Instruction » Starting at the first of the items and ending at the line containing "xmin=89 ymin=16 xmax=96 ymax=19", write the lines out again, swapping "spectator" for "onlooker" and leaving everything else the same.

Records of labeled boxes:
>>>>

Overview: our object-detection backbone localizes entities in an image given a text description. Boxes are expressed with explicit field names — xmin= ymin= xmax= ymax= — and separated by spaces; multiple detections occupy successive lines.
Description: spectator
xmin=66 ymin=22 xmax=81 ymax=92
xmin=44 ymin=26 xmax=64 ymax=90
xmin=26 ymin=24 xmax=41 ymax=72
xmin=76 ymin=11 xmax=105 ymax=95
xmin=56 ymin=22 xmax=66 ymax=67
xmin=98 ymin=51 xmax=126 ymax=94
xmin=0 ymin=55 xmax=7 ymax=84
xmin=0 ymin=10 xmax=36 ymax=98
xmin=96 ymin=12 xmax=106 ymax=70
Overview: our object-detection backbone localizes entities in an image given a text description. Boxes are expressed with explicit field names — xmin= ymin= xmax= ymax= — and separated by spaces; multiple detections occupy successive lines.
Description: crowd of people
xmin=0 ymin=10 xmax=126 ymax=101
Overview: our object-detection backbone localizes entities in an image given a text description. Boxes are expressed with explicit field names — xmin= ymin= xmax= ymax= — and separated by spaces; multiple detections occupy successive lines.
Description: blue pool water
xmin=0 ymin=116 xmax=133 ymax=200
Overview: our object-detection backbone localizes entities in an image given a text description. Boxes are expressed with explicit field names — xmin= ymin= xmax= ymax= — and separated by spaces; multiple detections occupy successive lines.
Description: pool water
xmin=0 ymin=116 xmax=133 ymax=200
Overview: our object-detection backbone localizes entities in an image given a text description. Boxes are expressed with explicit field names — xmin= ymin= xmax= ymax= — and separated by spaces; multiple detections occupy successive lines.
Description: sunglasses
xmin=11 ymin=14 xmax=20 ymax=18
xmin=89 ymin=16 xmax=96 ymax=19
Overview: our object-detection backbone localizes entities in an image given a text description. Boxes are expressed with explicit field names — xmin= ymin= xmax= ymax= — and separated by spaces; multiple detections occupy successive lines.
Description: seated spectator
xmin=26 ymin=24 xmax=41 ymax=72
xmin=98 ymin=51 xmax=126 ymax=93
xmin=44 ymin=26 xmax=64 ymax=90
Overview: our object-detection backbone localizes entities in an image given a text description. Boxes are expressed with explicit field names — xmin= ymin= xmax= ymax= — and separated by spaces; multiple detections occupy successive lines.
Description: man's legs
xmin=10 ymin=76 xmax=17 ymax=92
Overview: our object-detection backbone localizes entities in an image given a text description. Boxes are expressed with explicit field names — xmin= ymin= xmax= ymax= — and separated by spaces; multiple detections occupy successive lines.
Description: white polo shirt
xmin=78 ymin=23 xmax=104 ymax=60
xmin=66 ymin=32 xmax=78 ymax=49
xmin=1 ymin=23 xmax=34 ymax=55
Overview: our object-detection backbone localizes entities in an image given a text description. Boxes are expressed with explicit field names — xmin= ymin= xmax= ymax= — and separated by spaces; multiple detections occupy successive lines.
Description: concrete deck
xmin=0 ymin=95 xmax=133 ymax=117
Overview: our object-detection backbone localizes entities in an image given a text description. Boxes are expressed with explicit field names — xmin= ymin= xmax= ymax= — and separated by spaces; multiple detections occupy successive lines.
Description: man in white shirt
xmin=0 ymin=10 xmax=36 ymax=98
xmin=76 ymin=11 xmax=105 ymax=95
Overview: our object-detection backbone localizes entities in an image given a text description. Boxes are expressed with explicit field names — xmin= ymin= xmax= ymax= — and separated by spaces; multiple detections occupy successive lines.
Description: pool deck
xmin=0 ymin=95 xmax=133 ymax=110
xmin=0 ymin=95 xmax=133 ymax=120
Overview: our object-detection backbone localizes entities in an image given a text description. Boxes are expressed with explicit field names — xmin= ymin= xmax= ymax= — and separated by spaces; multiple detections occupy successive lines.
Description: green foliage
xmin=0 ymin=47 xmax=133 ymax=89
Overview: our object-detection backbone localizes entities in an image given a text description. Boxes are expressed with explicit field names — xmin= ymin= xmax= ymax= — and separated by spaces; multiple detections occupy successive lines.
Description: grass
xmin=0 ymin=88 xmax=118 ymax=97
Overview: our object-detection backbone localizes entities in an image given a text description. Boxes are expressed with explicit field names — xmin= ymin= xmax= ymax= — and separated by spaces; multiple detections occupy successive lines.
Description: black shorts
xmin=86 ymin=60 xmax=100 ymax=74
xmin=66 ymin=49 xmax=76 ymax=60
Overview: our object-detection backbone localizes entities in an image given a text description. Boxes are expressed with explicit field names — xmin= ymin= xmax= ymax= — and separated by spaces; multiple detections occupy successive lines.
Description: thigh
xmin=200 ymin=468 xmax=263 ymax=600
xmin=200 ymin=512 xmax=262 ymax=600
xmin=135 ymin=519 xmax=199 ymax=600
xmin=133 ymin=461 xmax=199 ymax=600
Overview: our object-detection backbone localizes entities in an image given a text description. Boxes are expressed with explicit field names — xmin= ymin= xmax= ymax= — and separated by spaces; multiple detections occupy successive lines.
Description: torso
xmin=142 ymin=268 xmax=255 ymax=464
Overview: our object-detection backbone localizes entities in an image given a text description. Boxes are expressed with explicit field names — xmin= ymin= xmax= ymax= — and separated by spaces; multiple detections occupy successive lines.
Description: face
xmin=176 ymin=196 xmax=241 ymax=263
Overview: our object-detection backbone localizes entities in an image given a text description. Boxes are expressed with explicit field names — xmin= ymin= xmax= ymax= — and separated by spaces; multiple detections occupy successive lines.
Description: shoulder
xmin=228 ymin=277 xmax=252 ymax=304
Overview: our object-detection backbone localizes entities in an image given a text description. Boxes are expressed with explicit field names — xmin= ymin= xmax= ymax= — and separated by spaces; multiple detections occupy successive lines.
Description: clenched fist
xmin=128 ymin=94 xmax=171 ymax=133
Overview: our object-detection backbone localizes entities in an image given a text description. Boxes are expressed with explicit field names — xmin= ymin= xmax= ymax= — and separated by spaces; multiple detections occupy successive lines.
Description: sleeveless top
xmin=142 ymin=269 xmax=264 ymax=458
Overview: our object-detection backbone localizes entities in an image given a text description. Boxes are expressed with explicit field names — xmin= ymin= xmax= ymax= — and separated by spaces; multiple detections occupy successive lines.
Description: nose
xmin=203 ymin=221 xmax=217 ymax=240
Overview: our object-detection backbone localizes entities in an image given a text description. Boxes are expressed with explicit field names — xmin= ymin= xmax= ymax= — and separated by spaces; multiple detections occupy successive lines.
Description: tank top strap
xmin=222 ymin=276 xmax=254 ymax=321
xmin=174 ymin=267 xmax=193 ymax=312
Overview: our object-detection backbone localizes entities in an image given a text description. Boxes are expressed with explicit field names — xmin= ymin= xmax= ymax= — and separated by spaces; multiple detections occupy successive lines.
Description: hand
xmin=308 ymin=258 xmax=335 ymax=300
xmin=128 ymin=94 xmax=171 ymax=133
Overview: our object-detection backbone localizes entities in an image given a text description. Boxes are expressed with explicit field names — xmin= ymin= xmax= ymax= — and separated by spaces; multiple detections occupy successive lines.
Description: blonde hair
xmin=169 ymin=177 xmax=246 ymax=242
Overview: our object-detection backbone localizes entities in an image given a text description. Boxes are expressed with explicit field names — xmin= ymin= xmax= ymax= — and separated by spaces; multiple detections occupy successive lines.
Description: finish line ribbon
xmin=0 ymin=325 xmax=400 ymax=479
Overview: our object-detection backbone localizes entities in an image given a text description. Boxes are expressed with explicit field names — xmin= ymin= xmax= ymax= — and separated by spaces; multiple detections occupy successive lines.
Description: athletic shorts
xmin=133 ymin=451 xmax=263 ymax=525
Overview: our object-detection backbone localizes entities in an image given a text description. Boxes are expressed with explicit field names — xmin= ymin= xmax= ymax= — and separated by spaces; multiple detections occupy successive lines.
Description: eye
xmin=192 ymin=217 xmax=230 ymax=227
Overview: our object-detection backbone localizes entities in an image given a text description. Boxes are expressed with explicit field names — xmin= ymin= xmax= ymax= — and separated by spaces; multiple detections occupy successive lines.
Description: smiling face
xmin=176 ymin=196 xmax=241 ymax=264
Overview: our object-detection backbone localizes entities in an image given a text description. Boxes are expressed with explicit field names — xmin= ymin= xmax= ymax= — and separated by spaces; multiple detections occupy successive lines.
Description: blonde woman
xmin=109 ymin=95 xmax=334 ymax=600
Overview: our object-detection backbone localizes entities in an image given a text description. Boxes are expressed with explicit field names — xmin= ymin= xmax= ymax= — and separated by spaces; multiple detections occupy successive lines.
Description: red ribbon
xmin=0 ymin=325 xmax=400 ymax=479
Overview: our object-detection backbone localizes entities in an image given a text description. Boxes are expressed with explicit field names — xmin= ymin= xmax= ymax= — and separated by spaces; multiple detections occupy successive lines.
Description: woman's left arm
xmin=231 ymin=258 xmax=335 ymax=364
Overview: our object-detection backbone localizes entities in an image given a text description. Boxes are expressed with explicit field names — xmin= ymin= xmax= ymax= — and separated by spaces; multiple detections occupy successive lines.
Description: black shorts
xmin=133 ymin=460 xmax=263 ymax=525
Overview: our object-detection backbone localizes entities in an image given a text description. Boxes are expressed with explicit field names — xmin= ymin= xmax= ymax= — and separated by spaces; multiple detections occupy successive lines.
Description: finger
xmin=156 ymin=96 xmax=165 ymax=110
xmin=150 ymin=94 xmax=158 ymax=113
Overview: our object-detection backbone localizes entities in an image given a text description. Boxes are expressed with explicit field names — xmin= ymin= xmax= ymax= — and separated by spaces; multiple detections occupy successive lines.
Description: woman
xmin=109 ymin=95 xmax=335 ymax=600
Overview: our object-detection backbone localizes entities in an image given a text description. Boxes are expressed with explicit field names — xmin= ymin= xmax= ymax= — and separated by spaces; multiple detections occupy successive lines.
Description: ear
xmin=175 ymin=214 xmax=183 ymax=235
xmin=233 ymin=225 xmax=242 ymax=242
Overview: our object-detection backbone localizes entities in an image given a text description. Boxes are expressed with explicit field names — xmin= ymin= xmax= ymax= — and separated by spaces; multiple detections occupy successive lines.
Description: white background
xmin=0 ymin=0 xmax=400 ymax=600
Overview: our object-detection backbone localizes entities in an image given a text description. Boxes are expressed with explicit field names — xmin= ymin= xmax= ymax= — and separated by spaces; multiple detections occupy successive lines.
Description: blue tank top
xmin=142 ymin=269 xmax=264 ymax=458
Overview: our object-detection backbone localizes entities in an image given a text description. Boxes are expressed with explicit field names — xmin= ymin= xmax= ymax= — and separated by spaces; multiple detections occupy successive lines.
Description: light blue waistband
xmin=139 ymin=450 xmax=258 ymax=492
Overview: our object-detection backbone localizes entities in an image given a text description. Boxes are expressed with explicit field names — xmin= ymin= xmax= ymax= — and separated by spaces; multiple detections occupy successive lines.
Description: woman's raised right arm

<<<<

Result »
Overview: our object-detection backbone localizes entities in an image given a text description. Boxes are expressed with explicit field names — xmin= ymin= xmax= ymax= — and separated by spaces; multiple detections occupy successive lines.
Description: onlooker
xmin=66 ymin=22 xmax=81 ymax=92
xmin=44 ymin=26 xmax=64 ymax=90
xmin=26 ymin=24 xmax=41 ymax=72
xmin=76 ymin=11 xmax=105 ymax=95
xmin=56 ymin=22 xmax=66 ymax=67
xmin=98 ymin=51 xmax=126 ymax=94
xmin=0 ymin=55 xmax=7 ymax=84
xmin=0 ymin=10 xmax=36 ymax=98
xmin=96 ymin=12 xmax=106 ymax=70
Overview: our object-detection backbone localizes entities in an image given a text description. Boxes are expressed with explicit field names — xmin= ymin= xmax= ymax= — and separated by spaces; multiple detections occupy successive lines.
Description: crowd of people
xmin=0 ymin=10 xmax=126 ymax=101
Overview: our object-detection backbone localizes entities in an image given a text description. Boxes are expressed with explicit field names — xmin= ymin= xmax= ymax= — and separated by spaces; multiple detections occupy successive lines.
Description: blue pool water
xmin=0 ymin=116 xmax=133 ymax=200
Overview: our object-detection backbone localizes entities in an image given a text description. Boxes are expressed with explicit field names — xmin= ymin= xmax= ymax= — and separated by spaces; multiple detections occupy successive lines.
Description: pool water
xmin=0 ymin=116 xmax=133 ymax=200
Overview: our object-detection backbone localizes entities in an image given a text description. Boxes are expressed with explicit field names — xmin= ymin= xmax= ymax= — and separated by spaces; multiple detections occupy successive lines.
Description: sunglasses
xmin=11 ymin=14 xmax=20 ymax=18
xmin=89 ymin=16 xmax=96 ymax=19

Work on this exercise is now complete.